Archiv


Gedanken über Dinge aus Jeans

In "Denimpop - Jeansdinge lesen" geht es nicht um Jeans-Kleidung. Autoren aus verschiedenen geisteswissenschaftlichen Disziplinen stellen Überlegungen über Alltagsgegenstände an, die in der Ästhetik des Materials gehalten sind. Es ist auch ein Buch über Geschmacksverirrungen.

Von Gerd Brendel |
    "Die Jeans steht für etwas, für Freiheit, für Amerika, die Jeans steht für irgend'ne Art von Transgender-Kultur."

    Klar, das ist bekannt, Jeans kann jeder tragen, ob Mann oder Frau, aber längst beschränkt sich der Symbolwert nicht mehr nur auf das Kleidungsstück, sondern auch auf das Material, weswegen die Künstlerin Katharina Hohmann fragt:

    " Eine Oberfläche, die so erzählerisch ist, wie die Jeans, wie greift die in die Welt ein?"

    Denn diese Oberfläche überzieht weltweit alle möglichen Alltagsgegenstände. Exemplarische Antworten präsentieren Hohmann und Katharina Tietze, Professorin an der Züricher Hochschule der Künste für "Style und Design" in dem Band "Denimpop - Jeansdinge lesen". Ausgangspunkt ist die eigene Sammlung:

    "An die 300 Objekte..."

    ...sammelten die beiden; vom Feuerzeug, Plattencovern, Buchumschlägen, Jeans-Flicken, Jeans-Puppenkleider, Jeans-Bein-Schienen bis zum Kaffeegeschirr.

- - -

Aufgabe: Zähle alle Gegenstände auf, die der Text über das Buch „Denimpop – Jeansdinge lesen“ als Beispiele aus der Sammlung von Hohmann und Tietze nennt.

- - -

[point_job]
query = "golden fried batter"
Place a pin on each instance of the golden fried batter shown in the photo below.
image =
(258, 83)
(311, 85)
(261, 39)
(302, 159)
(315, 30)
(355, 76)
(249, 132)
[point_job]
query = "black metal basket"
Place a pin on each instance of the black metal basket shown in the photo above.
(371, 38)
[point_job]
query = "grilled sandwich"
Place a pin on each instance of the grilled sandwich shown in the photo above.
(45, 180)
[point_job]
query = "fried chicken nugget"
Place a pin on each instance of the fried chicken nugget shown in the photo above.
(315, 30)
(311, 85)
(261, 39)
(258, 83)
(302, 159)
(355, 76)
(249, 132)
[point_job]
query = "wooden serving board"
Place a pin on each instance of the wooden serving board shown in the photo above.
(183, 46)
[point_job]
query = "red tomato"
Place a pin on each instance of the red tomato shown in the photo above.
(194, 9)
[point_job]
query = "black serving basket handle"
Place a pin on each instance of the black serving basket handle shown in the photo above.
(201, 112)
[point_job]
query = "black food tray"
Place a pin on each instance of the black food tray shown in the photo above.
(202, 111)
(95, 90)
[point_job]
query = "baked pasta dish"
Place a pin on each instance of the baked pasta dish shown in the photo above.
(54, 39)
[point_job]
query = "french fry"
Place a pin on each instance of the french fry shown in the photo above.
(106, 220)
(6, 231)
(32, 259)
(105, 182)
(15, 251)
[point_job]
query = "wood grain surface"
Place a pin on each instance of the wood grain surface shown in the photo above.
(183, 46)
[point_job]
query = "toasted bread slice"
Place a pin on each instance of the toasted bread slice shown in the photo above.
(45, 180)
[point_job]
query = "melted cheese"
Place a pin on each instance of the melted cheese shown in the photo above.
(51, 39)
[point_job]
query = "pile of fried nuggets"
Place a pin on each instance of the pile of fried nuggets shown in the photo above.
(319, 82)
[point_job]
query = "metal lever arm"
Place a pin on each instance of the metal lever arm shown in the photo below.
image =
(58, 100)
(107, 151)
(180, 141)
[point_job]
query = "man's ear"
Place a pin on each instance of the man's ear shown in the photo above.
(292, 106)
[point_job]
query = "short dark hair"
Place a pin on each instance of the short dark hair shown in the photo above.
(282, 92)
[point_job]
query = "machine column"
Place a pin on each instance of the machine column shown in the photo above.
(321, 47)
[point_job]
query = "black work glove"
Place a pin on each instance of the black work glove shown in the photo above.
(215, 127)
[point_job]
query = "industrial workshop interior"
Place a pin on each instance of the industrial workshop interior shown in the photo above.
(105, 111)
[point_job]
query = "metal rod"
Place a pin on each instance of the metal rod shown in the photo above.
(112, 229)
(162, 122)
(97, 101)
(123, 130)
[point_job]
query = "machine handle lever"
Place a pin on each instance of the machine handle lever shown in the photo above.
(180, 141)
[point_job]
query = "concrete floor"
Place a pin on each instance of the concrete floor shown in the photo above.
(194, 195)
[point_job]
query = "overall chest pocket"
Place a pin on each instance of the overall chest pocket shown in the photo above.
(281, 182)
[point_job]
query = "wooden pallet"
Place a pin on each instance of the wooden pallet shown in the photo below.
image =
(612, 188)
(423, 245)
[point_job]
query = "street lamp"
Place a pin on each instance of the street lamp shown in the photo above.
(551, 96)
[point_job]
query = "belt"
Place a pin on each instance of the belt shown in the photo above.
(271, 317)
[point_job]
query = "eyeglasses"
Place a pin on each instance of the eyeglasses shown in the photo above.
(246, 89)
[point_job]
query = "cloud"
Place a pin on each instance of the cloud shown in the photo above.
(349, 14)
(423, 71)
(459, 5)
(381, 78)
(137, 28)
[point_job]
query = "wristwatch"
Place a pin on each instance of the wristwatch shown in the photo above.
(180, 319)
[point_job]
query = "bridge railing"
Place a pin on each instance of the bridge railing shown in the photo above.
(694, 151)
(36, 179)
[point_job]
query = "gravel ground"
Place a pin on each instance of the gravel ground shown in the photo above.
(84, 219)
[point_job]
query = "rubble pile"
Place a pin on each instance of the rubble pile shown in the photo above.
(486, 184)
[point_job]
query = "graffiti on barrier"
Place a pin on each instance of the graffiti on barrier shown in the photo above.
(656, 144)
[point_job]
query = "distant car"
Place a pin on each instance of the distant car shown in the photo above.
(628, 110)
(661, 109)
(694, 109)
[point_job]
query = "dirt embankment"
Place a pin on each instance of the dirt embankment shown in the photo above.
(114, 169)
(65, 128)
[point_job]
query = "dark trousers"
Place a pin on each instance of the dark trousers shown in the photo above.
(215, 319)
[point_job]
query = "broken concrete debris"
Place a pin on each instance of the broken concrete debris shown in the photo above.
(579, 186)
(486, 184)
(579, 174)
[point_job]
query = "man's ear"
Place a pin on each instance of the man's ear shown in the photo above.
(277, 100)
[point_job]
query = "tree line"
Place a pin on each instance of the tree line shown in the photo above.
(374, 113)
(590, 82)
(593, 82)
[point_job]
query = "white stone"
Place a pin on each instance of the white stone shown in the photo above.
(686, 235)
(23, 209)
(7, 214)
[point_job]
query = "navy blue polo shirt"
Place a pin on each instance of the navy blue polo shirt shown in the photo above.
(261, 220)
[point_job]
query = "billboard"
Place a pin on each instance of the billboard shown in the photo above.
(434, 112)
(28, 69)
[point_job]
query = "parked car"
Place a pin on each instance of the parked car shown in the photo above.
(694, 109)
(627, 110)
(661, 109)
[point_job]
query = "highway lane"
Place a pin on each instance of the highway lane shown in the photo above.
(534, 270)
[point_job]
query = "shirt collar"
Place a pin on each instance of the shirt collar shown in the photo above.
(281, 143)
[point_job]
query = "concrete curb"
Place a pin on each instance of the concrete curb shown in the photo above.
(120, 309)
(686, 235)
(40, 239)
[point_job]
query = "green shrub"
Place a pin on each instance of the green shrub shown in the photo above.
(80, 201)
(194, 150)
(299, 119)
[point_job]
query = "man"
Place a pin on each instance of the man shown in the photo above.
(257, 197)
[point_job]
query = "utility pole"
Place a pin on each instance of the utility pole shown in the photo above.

- - -

Antwort: Die genannten Gegenstände sind Feuerzeug, Plattencover, Buchumschläge, Jeans-Flicken, Jeans-Puppenkleider, Jeans-Bein-Schienen und Kaffeegeschirr.